TEXTO PARA LEITURA ▸
O valor semântico das preposições
Fidel Fernando
‘O valor semântico das preposições no ensino da Língua Portuguesa’
Na trajectória de ensino da gramática, há temas que se tornam quase automáticos, repetidos sem a atenção necessária a aspectos mais profundos de uso. É o caso das preposições e da crase, frequentemente abordadas com o foco em listas e regras, mas sem uma reflexão sobre os valores semânticos e os impactos dessas pequenas partículas na construção do sentido. O aluno acaba memorizando que ʻdeʼ é uma preposição, ou que ʻàʼ requer atenção, porém, ao deparar-se com frases como ʻbolo de chocolateʼ ou ʻjantar à luz de velasʼ, a interpretação do que esses termos representam em cada contexto torna-se um desafio.
A questão, então, vai além de saber que ʻdeʼ ou ʻparaʼ são preposições, ou que o acento grave indica crase. Trata-se de entender que cada uso tem um peso, um valor, que transforma o enunciado. Vejamos: em ʻcopo de águaʼ e ʻcopo com águaʼ, a escolha da preposição indica relações distintas. No primeiro caso, podemos inferir que o copo é destinado à água. No segundo, temos a ideia concreta de um copo contendo água. São nuances que, embora sutis, mudam a mensagem que transmitimos. Como bem afirmam Evanildo Bechara e Inês Duarte, conhecer a gramática vai além de decorar estruturas: é compreender a essência de cada palavra e seu papel na comunicação.
Outro exemplo emblemático reside nas diferenças semânticas entre ʻir à lojaʼ e ʻir para a lojaʼ. Enquanto o primeiro enunciado sugere uma ida temporária, um movimento de ida e volta, o segundo comunica uma ideia de permanência, algo mais duradouro. Sem essa compreensão, o aluno perde a oportunidade de escolher a preposição que melhor expressa seu pensamento, limitando-se a seguir regras: o verbo ir é regido da preposição ʻaʼ e ʻparaʼ. A crase, por sua vez, é um caso curioso de simplificação extrema. Muitos professores se restringem a ensinar as famosas ʻregras do usoʼ, ʻdo não usoʼ e ʻdo uso facultativoʼ do acento grave, esquecendo-se de explorar o valor semântico que essa contracção da preposição representa. Considere os enunciados ʻjantar à luz de velasʼ e ʻjantar a luz de velasʼ. No primeiro, o acento grave indica uma condição: o jantar ocorre na presença da iluminação das velas. No segundo, perde-se essa ideia, tornando a frase descritiva e menos íntima, diríamos, em outros termos, impensável no mundo real. E em ʻestar à mesaʼ versus ʻestar na mesaʼ? A primeira opção transmite um sentido mais social e formal, enquanto a segunda pode ser interpretada de forma mais literal, quase cômica.

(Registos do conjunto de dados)
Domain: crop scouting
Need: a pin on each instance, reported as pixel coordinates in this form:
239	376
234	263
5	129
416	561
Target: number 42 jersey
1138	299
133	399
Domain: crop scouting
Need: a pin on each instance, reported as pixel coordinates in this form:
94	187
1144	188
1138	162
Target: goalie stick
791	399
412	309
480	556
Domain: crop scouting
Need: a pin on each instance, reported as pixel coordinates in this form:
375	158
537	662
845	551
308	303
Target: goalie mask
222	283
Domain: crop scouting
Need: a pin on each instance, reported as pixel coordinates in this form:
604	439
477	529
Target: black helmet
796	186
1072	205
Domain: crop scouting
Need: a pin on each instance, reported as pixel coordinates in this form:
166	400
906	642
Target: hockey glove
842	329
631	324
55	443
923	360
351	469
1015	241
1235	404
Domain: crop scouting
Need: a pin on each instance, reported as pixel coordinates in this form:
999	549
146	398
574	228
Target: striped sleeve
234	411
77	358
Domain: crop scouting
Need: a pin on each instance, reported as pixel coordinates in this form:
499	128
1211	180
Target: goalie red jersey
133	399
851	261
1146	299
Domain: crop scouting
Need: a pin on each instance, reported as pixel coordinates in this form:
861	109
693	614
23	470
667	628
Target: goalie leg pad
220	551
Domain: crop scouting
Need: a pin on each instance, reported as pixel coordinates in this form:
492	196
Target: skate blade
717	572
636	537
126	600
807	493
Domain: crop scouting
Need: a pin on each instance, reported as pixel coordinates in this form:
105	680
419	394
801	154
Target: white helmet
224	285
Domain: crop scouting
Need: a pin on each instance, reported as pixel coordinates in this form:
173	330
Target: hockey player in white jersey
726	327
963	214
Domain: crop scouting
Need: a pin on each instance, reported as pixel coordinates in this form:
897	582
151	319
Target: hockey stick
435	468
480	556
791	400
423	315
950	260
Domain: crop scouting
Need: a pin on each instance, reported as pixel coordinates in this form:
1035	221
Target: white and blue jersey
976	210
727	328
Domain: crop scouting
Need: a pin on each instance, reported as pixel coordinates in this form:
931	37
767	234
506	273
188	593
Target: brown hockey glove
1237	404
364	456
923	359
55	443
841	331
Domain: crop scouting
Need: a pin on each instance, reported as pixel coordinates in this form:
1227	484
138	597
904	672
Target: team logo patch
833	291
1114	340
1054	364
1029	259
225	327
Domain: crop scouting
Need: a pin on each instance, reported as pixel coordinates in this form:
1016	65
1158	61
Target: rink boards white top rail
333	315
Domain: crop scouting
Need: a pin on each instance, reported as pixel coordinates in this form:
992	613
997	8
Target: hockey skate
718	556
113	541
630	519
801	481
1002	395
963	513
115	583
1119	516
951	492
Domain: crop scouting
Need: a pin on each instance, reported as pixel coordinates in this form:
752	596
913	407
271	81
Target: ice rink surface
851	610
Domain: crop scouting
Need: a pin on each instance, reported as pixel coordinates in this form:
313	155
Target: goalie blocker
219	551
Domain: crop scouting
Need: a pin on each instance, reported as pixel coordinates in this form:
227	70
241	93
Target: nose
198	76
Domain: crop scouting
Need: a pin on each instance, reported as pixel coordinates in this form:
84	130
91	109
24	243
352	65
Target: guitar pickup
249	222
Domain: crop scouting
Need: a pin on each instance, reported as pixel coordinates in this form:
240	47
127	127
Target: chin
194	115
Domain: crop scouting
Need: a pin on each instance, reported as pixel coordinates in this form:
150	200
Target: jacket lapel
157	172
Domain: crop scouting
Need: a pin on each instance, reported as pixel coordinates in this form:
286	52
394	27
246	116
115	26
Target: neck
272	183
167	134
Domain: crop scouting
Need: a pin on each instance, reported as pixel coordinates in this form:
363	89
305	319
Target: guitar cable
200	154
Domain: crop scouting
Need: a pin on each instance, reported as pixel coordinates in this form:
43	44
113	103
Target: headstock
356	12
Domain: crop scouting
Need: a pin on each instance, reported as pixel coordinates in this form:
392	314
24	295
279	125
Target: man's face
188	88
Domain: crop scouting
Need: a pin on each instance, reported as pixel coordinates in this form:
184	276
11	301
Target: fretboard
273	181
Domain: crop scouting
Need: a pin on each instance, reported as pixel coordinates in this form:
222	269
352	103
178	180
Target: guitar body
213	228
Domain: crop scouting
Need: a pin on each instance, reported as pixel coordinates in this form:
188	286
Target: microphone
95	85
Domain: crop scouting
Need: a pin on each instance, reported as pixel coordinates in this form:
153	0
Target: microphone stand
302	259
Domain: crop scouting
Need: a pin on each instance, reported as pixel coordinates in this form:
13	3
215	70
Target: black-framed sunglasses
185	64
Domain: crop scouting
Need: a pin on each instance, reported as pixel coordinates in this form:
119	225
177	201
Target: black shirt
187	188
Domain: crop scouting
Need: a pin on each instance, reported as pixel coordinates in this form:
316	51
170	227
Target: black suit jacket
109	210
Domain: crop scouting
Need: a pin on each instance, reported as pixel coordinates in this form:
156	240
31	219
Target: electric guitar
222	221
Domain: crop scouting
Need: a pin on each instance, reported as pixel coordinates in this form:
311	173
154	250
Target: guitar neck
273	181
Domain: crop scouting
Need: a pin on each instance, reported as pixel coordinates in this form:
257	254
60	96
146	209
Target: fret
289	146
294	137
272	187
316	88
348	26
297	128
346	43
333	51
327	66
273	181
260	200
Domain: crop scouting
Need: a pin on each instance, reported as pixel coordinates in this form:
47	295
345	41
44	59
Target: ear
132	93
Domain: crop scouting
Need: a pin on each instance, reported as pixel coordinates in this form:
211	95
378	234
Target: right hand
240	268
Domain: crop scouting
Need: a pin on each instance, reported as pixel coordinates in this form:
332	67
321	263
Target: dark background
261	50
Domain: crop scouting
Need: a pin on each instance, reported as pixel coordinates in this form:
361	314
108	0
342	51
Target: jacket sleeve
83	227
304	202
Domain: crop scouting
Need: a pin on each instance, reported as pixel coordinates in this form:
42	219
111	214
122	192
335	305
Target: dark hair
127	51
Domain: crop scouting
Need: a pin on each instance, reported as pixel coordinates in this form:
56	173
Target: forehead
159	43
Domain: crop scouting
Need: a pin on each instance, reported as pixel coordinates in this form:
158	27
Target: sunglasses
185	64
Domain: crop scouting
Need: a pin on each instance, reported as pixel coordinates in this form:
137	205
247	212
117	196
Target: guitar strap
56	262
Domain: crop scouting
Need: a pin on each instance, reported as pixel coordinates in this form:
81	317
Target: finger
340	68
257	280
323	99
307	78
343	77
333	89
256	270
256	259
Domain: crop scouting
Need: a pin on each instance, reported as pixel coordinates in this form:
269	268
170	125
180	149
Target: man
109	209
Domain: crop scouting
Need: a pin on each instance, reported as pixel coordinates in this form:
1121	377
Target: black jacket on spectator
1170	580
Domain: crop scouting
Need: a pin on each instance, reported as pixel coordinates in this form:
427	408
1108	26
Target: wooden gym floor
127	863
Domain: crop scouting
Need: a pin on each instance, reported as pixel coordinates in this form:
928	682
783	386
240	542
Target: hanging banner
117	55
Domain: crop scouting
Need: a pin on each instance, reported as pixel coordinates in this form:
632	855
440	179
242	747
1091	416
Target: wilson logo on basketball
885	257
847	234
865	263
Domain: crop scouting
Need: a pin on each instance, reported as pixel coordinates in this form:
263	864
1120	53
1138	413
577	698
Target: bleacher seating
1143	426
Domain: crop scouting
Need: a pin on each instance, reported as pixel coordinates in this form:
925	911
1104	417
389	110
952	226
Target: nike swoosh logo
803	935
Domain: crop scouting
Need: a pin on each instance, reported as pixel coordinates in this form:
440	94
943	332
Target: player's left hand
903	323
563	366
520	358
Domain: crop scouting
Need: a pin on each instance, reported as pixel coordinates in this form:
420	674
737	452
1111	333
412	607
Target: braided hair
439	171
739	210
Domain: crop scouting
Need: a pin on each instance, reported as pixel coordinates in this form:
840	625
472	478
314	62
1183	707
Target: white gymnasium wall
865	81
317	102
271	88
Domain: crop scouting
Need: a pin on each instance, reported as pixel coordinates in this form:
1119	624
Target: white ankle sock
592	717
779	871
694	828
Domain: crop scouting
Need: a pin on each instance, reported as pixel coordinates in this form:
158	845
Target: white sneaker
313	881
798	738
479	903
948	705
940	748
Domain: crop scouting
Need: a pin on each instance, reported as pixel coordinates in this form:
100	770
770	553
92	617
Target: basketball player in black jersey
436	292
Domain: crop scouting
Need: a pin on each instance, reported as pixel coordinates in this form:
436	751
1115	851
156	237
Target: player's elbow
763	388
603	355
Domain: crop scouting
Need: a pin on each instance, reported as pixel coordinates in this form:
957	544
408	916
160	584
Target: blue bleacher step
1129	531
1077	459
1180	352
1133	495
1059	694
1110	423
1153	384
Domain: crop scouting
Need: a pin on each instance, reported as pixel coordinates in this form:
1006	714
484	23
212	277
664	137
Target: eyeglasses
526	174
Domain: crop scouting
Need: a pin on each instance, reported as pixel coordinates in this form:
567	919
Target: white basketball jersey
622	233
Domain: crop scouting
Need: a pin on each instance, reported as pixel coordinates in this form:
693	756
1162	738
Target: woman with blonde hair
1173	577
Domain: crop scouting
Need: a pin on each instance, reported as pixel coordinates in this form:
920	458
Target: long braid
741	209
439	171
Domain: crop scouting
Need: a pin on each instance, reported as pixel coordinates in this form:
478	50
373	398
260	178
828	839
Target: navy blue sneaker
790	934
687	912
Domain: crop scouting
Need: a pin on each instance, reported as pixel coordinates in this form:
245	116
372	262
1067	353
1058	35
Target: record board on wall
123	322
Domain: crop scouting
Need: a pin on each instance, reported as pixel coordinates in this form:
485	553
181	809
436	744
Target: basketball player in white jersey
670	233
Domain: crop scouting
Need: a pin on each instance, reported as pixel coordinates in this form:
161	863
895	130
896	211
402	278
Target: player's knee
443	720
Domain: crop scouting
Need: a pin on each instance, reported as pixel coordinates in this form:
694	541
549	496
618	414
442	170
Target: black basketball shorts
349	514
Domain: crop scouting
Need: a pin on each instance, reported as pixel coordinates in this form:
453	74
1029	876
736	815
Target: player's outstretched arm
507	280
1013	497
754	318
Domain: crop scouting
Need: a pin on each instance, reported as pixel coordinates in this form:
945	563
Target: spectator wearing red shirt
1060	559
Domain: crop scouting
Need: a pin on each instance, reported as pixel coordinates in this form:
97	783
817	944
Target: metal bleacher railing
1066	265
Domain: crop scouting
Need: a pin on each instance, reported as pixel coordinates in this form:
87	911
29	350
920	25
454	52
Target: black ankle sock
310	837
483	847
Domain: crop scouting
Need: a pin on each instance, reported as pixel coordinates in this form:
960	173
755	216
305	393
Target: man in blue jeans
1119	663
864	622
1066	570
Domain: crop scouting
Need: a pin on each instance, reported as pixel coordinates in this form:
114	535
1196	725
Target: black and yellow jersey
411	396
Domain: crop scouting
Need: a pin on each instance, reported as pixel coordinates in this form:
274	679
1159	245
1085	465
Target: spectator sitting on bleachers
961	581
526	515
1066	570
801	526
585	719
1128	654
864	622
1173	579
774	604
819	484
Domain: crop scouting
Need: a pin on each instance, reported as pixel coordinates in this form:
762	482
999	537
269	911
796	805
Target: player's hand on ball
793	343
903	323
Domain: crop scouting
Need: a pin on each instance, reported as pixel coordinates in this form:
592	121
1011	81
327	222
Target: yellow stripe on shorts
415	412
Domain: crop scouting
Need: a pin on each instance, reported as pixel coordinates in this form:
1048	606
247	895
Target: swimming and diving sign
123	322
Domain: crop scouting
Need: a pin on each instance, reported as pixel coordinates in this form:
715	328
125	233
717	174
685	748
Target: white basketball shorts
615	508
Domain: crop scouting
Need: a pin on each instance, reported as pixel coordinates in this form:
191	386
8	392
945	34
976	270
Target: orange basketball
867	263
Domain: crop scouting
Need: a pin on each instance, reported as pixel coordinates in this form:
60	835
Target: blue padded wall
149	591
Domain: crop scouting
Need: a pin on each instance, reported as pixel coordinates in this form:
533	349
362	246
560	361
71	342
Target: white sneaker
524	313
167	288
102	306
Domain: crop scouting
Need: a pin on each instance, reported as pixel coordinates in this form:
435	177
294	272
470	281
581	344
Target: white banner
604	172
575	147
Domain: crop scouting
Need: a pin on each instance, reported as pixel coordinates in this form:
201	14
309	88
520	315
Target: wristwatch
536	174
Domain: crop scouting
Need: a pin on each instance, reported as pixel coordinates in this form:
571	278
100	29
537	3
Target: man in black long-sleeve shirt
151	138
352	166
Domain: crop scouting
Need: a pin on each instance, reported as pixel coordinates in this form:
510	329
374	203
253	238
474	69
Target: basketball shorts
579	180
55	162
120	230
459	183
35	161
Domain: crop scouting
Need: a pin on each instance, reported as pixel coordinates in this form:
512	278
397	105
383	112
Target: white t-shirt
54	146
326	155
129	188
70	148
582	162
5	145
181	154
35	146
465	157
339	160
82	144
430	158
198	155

TAREFA PROPOSTA ▸
Reproduza, por favor, o trecho do texto sobre as preposições de "A questão, então, vai" a "papel na comunicação.", sem qualquer alteração. Os dados são material independente do texto.

RESULTADO DA TAREFA ▸
A questão, então, vai além de saber que ʻdeʼ ou ʻparaʼ são preposições, ou que o acento grave indica crase. Trata-se de entender que cada uso tem um peso, um valor, que transforma o enunciado. Vejamos: em ʻcopo de águaʼ e ʻcopo com águaʼ, a escolha da preposição indica relações distintas. No primeiro caso, podemos inferir que o copo é destinado à água. No segundo, temos a ideia concreta de um copo contendo água. São nuances que, embora sutis, mudam a mensagem que transmitimos. Como bem afirmam Evanildo Bechara e Inês Duarte, conhecer a gramática vai além de decorar estruturas: é compreender a essência de cada palavra e seu papel na comunicação.